### What to produce
Put every line of the listing below into a JSON list of strings, one string per line, leaving out blank lines.

## BEGIN

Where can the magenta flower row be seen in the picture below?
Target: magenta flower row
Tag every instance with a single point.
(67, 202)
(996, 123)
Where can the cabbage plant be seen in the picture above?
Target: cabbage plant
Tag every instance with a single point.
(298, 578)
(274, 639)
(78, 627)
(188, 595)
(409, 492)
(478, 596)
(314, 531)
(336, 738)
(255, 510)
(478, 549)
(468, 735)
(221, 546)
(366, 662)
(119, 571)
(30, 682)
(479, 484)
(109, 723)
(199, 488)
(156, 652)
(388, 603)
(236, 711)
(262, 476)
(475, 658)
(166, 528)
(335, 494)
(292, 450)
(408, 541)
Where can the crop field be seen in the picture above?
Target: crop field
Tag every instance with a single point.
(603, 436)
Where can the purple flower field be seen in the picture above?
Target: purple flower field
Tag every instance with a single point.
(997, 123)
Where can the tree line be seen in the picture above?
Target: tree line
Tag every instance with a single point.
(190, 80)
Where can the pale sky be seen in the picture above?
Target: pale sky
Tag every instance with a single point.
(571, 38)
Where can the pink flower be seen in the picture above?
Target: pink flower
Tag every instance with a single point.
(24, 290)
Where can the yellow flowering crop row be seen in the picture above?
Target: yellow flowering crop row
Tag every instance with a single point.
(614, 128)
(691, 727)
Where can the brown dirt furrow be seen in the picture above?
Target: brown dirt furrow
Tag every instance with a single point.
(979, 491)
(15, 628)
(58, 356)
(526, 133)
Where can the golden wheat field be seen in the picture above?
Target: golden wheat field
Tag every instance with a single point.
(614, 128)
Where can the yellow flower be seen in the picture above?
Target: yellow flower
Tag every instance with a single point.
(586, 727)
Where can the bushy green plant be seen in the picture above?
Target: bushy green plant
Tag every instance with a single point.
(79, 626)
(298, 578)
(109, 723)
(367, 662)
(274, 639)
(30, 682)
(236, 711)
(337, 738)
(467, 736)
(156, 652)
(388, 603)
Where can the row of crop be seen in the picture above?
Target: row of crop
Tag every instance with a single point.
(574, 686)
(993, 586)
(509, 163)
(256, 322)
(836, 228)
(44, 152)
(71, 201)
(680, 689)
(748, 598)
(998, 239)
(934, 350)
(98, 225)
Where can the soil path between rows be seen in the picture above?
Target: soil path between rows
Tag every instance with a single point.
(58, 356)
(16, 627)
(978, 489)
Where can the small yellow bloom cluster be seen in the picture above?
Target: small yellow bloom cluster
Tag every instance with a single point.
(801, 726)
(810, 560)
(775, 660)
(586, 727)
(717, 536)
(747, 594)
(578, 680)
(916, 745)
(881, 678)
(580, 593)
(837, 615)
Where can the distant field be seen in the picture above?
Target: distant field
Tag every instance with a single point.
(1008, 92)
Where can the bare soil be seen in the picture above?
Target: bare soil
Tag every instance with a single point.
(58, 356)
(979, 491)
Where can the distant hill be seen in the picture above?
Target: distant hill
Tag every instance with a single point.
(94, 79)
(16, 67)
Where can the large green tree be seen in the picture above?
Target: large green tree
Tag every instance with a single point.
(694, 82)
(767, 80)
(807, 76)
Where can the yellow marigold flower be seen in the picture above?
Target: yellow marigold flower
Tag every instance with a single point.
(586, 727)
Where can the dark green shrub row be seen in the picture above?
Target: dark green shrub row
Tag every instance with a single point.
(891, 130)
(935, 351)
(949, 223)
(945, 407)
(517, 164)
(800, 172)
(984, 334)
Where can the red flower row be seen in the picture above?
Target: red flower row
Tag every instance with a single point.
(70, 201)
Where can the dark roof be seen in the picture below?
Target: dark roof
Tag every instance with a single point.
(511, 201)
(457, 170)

## END

### Output for this exercise
[
  "Where can the magenta flower row be seen in the picture below?",
  "Target: magenta flower row",
  "Tag every instance with a single point.",
  "(67, 202)",
  "(996, 123)",
  "Where can the cabbage plant be seen in the picture above?",
  "Target: cabbage plant",
  "Tag every instance with a single point.",
  "(298, 578)",
  "(274, 639)",
  "(78, 627)",
  "(188, 595)",
  "(409, 492)",
  "(478, 596)",
  "(314, 531)",
  "(336, 738)",
  "(255, 510)",
  "(478, 549)",
  "(468, 735)",
  "(221, 546)",
  "(366, 662)",
  "(119, 571)",
  "(30, 682)",
  "(479, 484)",
  "(109, 723)",
  "(199, 488)",
  "(156, 652)",
  "(388, 603)",
  "(236, 711)",
  "(262, 476)",
  "(475, 658)",
  "(166, 528)",
  "(335, 494)",
  "(292, 450)",
  "(408, 541)",
  "Where can the crop field be seen in the picture above?",
  "Target: crop field",
  "Tag every instance with a single point.",
  "(603, 436)",
  "Where can the purple flower field be seen in the picture above?",
  "Target: purple flower field",
  "Tag every instance with a single point.",
  "(997, 123)",
  "Where can the tree line be seen in the picture above?",
  "Target: tree line",
  "Tag every instance with a single point.",
  "(190, 80)",
  "Where can the pale sky be seen in the picture above?",
  "Target: pale sky",
  "Tag every instance with a single point.",
  "(571, 38)",
  "Where can the pink flower be seen in the picture above?",
  "Target: pink flower",
  "Tag every instance with a single point.",
  "(24, 290)",
  "Where can the yellow flowering crop row be seen in the picture above?",
  "Target: yellow flowering crop row",
  "Tag every instance with a single point.",
  "(614, 128)",
  "(691, 727)",
  "Where can the brown dirt furrow be seen in the picture above?",
  "Target: brown dirt furrow",
  "Tag every instance with a single point.",
  "(979, 491)",
  "(15, 628)",
  "(58, 356)",
  "(526, 133)",
  "Where can the golden wheat field be seen in the picture above?",
  "Target: golden wheat field",
  "Tag every instance with a single point.",
  "(614, 128)",
  "Where can the yellow flower be seen in the picture above?",
  "Target: yellow flower",
  "Tag every instance with a single point.",
  "(586, 727)",
  "Where can the bushy green plant be seen in the picture above?",
  "Target: bushy green plant",
  "Tag every instance with a single point.",
  "(79, 626)",
  "(298, 578)",
  "(109, 723)",
  "(367, 662)",
  "(274, 639)",
  "(30, 682)",
  "(236, 711)",
  "(337, 738)",
  "(467, 736)",
  "(156, 652)",
  "(388, 603)",
  "Where can the row of crop be seen in the picture above?",
  "Target: row of crop",
  "Tag every instance with a single point.",
  "(574, 686)",
  "(993, 586)",
  "(509, 163)",
  "(256, 322)",
  "(836, 228)",
  "(44, 152)",
  "(71, 201)",
  "(680, 689)",
  "(748, 598)",
  "(998, 239)",
  "(934, 350)",
  "(98, 225)",
  "Where can the soil path between rows be seen in the picture above?",
  "Target: soil path between rows",
  "Tag every instance with a single point.",
  "(58, 356)",
  "(16, 627)",
  "(978, 489)",
  "Where can the small yellow bloom cluster be seen in the picture above?",
  "Target: small yellow bloom cluster",
  "Tag every instance with a single point.",
  "(801, 726)",
  "(810, 560)",
  "(775, 660)",
  "(586, 727)",
  "(717, 536)",
  "(747, 594)",
  "(578, 680)",
  "(916, 745)",
  "(881, 678)",
  "(580, 593)",
  "(837, 615)",
  "Where can the distant field be seen in the picture above?",
  "Target: distant field",
  "Tag every instance with a single point.",
  "(1008, 92)",
  "Where can the bare soil be seen in the picture above?",
  "Target: bare soil",
  "Tag every instance with a single point.",
  "(58, 356)",
  "(979, 491)",
  "Where can the distant hill be seen in the picture above?",
  "Target: distant hill",
  "Tag every instance with a single point.",
  "(94, 79)",
  "(16, 67)",
  "Where can the large green tree be seen in the picture above?",
  "Target: large green tree",
  "Tag every instance with a single point.",
  "(694, 82)",
  "(767, 80)",
  "(807, 76)",
  "Where can the yellow marigold flower be seen in the picture above?",
  "Target: yellow marigold flower",
  "Tag every instance with a single point.",
  "(586, 727)",
  "Where can the dark green shrub row be seen in the picture above?",
  "Target: dark green shrub row",
  "Tag every instance with a single point.",
  "(891, 130)",
  "(935, 351)",
  "(949, 223)",
  "(945, 407)",
  "(517, 164)",
  "(800, 172)",
  "(984, 334)",
  "Where can the red flower row be seen in the picture above?",
  "Target: red flower row",
  "Tag every instance with a single point.",
  "(70, 201)",
  "Where can the dark roof be seen in the picture below?",
  "Target: dark roof",
  "Tag every instance with a single point.",
  "(511, 201)",
  "(457, 170)"
]